== Extracted records ==
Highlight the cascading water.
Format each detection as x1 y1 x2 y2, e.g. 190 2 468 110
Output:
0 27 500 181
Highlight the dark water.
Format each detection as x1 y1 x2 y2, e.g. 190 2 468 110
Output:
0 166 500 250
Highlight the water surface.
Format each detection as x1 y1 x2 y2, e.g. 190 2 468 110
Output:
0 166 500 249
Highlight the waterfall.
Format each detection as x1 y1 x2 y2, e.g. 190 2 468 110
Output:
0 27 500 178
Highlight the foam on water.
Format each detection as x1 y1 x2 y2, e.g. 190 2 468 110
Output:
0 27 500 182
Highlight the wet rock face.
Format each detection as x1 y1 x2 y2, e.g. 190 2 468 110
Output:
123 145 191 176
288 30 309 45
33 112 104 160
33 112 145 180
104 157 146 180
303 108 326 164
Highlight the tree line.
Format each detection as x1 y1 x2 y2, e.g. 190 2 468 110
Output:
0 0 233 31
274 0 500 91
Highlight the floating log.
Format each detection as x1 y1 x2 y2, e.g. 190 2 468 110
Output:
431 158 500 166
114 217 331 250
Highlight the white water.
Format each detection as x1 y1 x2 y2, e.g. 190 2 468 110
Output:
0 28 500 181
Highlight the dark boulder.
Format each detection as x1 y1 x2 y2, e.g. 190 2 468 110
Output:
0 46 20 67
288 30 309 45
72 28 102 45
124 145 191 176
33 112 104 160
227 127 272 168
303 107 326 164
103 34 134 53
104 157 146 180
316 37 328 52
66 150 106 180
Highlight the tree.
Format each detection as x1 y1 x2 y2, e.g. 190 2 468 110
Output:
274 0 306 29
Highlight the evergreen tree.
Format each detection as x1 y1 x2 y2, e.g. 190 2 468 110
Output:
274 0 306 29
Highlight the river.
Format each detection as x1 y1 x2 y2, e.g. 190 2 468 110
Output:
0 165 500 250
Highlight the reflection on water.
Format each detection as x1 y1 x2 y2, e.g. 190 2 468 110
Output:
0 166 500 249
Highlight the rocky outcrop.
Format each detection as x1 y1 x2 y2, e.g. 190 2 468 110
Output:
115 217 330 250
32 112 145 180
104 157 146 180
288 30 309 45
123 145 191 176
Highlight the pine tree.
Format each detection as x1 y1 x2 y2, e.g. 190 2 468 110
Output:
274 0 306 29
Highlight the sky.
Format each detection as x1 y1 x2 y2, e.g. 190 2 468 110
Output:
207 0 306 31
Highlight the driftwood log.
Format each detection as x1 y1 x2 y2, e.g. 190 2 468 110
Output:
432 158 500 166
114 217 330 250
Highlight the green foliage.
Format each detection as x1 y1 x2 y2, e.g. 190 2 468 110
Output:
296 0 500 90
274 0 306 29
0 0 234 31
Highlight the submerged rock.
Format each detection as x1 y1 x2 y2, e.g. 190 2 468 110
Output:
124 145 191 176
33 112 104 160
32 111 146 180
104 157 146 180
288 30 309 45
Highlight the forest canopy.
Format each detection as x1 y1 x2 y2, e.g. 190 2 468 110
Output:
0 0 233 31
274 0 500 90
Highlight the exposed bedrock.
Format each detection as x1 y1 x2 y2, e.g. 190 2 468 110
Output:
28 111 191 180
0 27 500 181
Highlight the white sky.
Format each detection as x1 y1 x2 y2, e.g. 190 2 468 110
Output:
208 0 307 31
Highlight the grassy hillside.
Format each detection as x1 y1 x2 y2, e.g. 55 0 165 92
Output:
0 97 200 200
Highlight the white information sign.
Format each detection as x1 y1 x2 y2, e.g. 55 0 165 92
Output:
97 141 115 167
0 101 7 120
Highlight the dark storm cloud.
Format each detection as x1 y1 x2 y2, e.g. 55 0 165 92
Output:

== Aim of the exercise ==
Output every line of the items above as a JSON list of strings, one string per line, with blank lines left out.

== Complete answer ==
[
  "Highlight the cascading water.",
  "Format each detection as x1 y1 x2 y2, e.g. 190 2 468 110",
  "Output:",
  "0 27 500 181",
  "Highlight the dark water.",
  "Format each detection as x1 y1 x2 y2, e.g. 190 2 468 110",
  "Output:",
  "0 166 500 250",
  "Highlight the water surface.",
  "Format each detection as x1 y1 x2 y2, e.g. 190 2 468 110",
  "Output:",
  "0 166 500 249",
  "Highlight the waterfall.",
  "Format each detection as x1 y1 x2 y2, e.g. 190 2 468 110",
  "Output:",
  "0 27 500 178",
  "Highlight the foam on water.",
  "Format each detection as x1 y1 x2 y2, e.g. 190 2 468 110",
  "Output:",
  "0 27 500 182",
  "Highlight the wet rock face.",
  "Format each detection as x1 y1 x2 y2, e.g. 190 2 468 110",
  "Output:",
  "123 145 191 176",
  "288 30 309 45",
  "33 112 104 160",
  "33 112 145 180",
  "104 157 146 180",
  "303 108 326 164",
  "Highlight the tree line.",
  "Format each detection as x1 y1 x2 y2, e.g. 190 2 468 110",
  "Output:",
  "0 0 233 31",
  "274 0 500 91",
  "Highlight the floating log.",
  "Format each detection as x1 y1 x2 y2, e.g. 190 2 468 110",
  "Output:",
  "431 158 500 166",
  "114 217 331 250",
  "Highlight the white water.",
  "Format each detection as x1 y1 x2 y2, e.g. 190 2 468 110",
  "Output:",
  "0 28 500 181",
  "Highlight the dark boulder.",
  "Format each detection as x1 y1 x2 y2, e.g. 190 2 468 110",
  "Output:",
  "0 46 20 67",
  "288 30 309 45",
  "72 28 102 45",
  "124 145 191 176",
  "33 112 104 160",
  "227 127 272 168",
  "303 107 326 164",
  "103 34 134 53",
  "104 157 146 180",
  "316 37 328 52",
  "66 150 106 180",
  "Highlight the tree.",
  "Format each detection as x1 y1 x2 y2, e.g. 190 2 468 110",
  "Output:",
  "274 0 306 29",
  "Highlight the evergreen tree.",
  "Format each detection as x1 y1 x2 y2, e.g. 190 2 468 110",
  "Output:",
  "274 0 306 29",
  "Highlight the river.",
  "Format each detection as x1 y1 x2 y2, e.g. 190 2 468 110",
  "Output:",
  "0 165 500 250",
  "Highlight the reflection on water.",
  "Format each detection as x1 y1 x2 y2, e.g. 190 2 468 110",
  "Output:",
  "0 166 500 249",
  "Highlight the rocky outcrop.",
  "Format each detection as x1 y1 x2 y2, e.g. 190 2 468 110",
  "Output:",
  "115 217 330 250",
  "32 112 145 180",
  "104 157 146 180",
  "288 30 309 45",
  "123 145 191 176",
  "Highlight the pine tree.",
  "Format each detection as x1 y1 x2 y2, e.g. 190 2 468 110",
  "Output:",
  "274 0 306 29",
  "Highlight the sky.",
  "Format each detection as x1 y1 x2 y2, e.g. 190 2 468 110",
  "Output:",
  "207 0 306 31",
  "Highlight the driftwood log.",
  "Format each detection as x1 y1 x2 y2, e.g. 190 2 468 110",
  "Output:",
  "432 158 500 166",
  "114 217 330 250",
  "Highlight the green foliage.",
  "Format each detection as x1 y1 x2 y2, e.g. 190 2 468 110",
  "Output:",
  "296 0 500 90",
  "274 0 306 29",
  "0 0 234 31",
  "Highlight the submerged rock.",
  "Format each detection as x1 y1 x2 y2, e.g. 190 2 468 110",
  "Output:",
  "124 145 191 176",
  "33 112 104 160",
  "32 111 146 180",
  "104 157 146 180",
  "288 30 309 45",
  "Highlight the forest canopy.",
  "Format each detection as x1 y1 x2 y2, e.g. 190 2 468 110",
  "Output:",
  "0 0 233 31",
  "274 0 500 90",
  "Highlight the exposed bedrock.",
  "Format each detection as x1 y1 x2 y2, e.g. 190 2 468 110",
  "Output:",
  "28 111 191 180",
  "0 27 500 181",
  "Highlight the white sky.",
  "Format each detection as x1 y1 x2 y2, e.g. 190 2 468 110",
  "Output:",
  "208 0 307 31",
  "Highlight the grassy hillside.",
  "Format each detection as x1 y1 x2 y2, e.g. 55 0 165 92",
  "Output:",
  "0 97 200 200",
  "Highlight the white information sign.",
  "Format each detection as x1 y1 x2 y2, e.g. 55 0 165 92",
  "Output:",
  "97 141 115 167",
  "0 101 7 120",
  "Highlight the dark storm cloud.",
  "Format each detection as x1 y1 x2 y2, e.g. 55 0 165 92",
  "Output:"
]